#### [Pointing records]
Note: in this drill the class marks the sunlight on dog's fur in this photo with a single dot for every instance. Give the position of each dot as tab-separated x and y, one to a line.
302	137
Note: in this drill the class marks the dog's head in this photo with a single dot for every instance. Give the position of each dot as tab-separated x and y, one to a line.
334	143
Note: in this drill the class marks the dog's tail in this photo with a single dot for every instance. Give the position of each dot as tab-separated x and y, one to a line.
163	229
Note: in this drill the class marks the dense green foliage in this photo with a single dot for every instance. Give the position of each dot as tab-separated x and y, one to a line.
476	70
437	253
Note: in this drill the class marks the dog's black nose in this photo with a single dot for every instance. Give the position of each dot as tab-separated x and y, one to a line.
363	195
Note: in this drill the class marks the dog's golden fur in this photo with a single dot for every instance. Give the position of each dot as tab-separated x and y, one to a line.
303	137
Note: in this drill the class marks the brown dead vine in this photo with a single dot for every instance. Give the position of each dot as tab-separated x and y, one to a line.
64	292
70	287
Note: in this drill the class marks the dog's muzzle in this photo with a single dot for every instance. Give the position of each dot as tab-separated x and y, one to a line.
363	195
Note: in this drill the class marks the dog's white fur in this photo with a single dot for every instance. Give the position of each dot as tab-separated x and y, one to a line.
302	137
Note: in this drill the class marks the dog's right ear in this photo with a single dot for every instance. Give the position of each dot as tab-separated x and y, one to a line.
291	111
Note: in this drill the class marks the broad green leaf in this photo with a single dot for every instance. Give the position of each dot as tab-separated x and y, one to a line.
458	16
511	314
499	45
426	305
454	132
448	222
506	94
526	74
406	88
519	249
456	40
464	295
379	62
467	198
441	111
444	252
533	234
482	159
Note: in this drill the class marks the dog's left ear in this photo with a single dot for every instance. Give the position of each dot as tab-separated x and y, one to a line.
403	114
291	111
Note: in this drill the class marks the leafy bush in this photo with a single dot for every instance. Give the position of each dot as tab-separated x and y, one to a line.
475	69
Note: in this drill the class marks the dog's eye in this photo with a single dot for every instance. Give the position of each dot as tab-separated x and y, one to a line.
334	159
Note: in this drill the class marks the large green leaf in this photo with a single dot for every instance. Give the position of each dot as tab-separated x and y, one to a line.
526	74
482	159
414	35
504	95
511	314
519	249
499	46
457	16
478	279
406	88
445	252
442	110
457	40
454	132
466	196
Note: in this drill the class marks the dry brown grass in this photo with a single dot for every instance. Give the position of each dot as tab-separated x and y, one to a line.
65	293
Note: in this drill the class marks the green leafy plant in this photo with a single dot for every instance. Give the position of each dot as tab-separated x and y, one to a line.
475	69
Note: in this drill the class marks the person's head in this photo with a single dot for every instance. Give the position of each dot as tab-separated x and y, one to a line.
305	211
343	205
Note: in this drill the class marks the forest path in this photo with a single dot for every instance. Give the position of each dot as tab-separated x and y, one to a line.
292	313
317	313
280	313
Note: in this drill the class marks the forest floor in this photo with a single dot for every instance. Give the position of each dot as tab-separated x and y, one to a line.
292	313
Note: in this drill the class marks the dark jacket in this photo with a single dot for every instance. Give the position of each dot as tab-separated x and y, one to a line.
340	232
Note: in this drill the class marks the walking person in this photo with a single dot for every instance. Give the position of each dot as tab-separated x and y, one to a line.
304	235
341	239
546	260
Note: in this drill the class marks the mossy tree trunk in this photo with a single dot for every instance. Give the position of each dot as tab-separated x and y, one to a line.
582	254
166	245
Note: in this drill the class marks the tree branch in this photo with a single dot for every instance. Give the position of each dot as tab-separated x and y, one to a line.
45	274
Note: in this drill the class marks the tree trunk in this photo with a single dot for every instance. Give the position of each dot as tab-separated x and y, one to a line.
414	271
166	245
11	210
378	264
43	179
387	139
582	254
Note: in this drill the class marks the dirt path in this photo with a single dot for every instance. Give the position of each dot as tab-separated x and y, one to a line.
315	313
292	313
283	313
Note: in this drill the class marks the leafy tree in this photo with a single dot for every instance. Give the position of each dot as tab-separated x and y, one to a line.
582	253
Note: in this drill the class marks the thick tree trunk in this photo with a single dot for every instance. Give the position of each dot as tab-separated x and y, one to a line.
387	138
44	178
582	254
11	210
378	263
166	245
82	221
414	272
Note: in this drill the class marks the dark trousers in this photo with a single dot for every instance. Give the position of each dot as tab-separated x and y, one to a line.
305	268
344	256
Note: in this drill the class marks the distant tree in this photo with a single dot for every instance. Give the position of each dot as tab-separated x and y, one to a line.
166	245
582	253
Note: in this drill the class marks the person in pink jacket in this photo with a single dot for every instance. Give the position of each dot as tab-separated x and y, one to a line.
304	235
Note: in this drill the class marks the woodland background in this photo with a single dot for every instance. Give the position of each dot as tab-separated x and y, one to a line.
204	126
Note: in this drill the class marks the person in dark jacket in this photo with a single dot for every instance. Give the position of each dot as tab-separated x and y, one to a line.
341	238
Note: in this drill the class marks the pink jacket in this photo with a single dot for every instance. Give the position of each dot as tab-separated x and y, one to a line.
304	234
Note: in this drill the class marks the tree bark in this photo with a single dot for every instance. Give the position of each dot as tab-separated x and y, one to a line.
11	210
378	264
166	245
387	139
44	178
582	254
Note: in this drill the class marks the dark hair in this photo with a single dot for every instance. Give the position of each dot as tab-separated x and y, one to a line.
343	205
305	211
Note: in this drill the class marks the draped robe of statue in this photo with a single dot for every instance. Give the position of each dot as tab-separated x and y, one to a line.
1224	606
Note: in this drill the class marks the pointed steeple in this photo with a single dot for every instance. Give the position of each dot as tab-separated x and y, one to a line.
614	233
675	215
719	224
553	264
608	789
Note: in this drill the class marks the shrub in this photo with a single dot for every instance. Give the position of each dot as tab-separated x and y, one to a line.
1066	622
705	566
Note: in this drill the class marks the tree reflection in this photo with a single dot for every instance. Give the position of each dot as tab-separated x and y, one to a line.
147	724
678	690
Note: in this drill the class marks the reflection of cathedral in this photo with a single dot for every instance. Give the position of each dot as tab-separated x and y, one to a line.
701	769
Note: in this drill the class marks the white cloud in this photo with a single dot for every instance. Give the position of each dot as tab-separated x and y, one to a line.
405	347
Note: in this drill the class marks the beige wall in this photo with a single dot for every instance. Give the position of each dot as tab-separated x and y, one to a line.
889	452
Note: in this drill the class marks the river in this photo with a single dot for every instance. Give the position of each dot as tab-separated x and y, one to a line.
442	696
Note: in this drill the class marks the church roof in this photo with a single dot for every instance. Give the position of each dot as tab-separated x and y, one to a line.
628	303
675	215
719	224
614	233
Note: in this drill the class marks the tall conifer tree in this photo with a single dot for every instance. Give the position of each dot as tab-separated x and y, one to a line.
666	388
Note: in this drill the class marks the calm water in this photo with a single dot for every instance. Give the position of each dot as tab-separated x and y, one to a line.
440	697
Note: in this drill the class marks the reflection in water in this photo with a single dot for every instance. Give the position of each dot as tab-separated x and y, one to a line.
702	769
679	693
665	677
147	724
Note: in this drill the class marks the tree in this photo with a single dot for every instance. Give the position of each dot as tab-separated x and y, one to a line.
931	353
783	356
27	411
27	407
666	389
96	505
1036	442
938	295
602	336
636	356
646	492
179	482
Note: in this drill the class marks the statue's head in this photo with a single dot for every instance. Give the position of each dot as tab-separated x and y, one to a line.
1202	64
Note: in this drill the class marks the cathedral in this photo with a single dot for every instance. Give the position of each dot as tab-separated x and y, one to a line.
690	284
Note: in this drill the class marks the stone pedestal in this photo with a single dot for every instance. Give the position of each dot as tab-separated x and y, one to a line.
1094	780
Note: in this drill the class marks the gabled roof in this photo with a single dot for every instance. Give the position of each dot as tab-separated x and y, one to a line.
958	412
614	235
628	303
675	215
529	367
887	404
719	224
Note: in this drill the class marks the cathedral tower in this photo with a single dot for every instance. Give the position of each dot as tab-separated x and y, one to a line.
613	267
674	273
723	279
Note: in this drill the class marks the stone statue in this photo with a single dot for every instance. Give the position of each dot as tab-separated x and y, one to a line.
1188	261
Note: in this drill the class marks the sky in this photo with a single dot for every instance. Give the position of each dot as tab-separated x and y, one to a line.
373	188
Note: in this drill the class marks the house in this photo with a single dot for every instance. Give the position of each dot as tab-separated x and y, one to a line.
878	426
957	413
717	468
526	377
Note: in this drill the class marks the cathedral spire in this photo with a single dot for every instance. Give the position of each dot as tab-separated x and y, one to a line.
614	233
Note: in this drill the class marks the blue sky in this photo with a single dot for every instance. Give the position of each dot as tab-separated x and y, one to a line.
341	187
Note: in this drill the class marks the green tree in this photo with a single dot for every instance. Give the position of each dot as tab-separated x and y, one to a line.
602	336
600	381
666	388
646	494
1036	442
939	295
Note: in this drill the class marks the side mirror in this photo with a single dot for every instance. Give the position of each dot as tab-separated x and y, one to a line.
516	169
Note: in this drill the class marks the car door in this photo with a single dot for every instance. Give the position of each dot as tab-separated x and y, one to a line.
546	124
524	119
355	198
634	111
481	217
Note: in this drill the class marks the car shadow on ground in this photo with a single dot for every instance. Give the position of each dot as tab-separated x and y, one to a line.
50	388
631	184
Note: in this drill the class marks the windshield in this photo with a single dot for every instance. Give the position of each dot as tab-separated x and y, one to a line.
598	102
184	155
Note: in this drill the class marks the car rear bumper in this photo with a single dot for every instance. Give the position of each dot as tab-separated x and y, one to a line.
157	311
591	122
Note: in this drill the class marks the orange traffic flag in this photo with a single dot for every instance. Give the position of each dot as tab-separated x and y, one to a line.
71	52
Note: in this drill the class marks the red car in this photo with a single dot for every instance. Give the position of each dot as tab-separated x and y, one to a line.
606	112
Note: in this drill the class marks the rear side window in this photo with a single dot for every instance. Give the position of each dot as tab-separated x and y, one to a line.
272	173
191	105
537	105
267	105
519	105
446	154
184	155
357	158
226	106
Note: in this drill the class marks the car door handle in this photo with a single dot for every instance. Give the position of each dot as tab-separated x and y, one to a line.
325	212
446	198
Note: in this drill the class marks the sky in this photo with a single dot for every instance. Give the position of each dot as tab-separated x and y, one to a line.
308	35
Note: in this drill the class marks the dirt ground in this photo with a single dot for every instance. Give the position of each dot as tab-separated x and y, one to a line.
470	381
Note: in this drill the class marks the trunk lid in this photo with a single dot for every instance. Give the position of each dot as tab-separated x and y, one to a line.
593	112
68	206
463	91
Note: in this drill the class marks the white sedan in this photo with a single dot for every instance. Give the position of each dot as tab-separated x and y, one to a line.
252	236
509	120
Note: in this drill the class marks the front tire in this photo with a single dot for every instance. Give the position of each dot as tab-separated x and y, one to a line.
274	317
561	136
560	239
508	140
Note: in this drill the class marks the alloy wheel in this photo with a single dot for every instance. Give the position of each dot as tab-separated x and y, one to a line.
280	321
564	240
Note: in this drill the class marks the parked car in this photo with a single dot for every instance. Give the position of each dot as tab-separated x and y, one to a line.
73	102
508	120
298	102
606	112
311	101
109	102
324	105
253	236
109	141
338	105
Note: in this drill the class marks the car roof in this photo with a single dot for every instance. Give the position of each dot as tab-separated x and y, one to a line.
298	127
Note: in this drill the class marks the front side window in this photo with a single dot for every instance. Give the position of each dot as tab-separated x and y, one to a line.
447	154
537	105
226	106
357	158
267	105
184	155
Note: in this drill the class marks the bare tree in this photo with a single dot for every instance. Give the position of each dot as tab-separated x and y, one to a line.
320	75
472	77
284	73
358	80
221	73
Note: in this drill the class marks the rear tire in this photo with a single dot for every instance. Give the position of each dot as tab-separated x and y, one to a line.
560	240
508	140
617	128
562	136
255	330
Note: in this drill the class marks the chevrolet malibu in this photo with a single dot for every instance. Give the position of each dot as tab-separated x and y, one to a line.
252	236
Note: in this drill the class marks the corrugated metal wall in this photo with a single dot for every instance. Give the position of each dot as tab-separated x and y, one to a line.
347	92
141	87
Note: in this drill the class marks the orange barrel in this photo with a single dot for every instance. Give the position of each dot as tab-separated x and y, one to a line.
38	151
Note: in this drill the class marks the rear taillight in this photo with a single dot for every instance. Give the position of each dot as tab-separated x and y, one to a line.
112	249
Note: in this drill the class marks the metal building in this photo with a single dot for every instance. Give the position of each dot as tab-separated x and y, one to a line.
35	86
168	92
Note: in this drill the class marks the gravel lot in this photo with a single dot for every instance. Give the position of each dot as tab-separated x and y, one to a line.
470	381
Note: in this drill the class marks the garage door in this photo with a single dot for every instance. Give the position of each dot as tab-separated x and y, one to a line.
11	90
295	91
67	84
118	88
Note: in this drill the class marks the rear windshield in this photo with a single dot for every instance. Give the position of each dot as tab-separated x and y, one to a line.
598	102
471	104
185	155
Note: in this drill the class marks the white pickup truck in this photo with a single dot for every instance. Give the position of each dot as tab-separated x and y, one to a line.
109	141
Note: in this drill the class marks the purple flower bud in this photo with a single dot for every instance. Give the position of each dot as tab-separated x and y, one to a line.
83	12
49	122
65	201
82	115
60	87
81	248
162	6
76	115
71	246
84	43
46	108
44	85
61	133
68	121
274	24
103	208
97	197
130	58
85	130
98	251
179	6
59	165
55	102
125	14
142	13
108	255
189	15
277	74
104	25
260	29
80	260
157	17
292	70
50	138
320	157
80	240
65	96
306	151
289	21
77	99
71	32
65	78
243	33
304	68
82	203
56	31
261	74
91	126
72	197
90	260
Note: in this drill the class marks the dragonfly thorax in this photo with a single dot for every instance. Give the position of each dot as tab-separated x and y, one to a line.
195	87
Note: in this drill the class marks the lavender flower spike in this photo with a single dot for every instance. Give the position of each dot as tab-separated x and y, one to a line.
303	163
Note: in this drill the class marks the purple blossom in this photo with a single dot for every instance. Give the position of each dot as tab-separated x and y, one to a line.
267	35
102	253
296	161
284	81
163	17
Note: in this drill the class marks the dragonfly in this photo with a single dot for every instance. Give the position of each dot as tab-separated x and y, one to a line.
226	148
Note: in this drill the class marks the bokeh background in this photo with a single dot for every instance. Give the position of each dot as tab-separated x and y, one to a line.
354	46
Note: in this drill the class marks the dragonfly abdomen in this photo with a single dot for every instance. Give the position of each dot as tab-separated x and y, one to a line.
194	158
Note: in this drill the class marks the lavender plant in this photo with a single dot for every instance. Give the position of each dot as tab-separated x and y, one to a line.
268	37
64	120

#### [Directions]
Set down, word for word, every line from the line that holds "Note: in this drill the class marks the bokeh" to the end of the entries above, including both ends.

#### [Result below]
Note: in this drill the class marks the bokeh background in this photo with a single dot for every instance. Give the position of each dot as tab-separated x and y, one to a line.
354	46
Note: in this drill the class marks the dragonfly abdomen in this photo with a single dot for every instance. Give the position of each dot as tab-separated x and y, one to a line.
194	158
Note: in this drill the class marks the lavender plant in this photo with a single dot for every instance. Give the position of each dot as tab-separated x and y, one to a line.
268	37
64	120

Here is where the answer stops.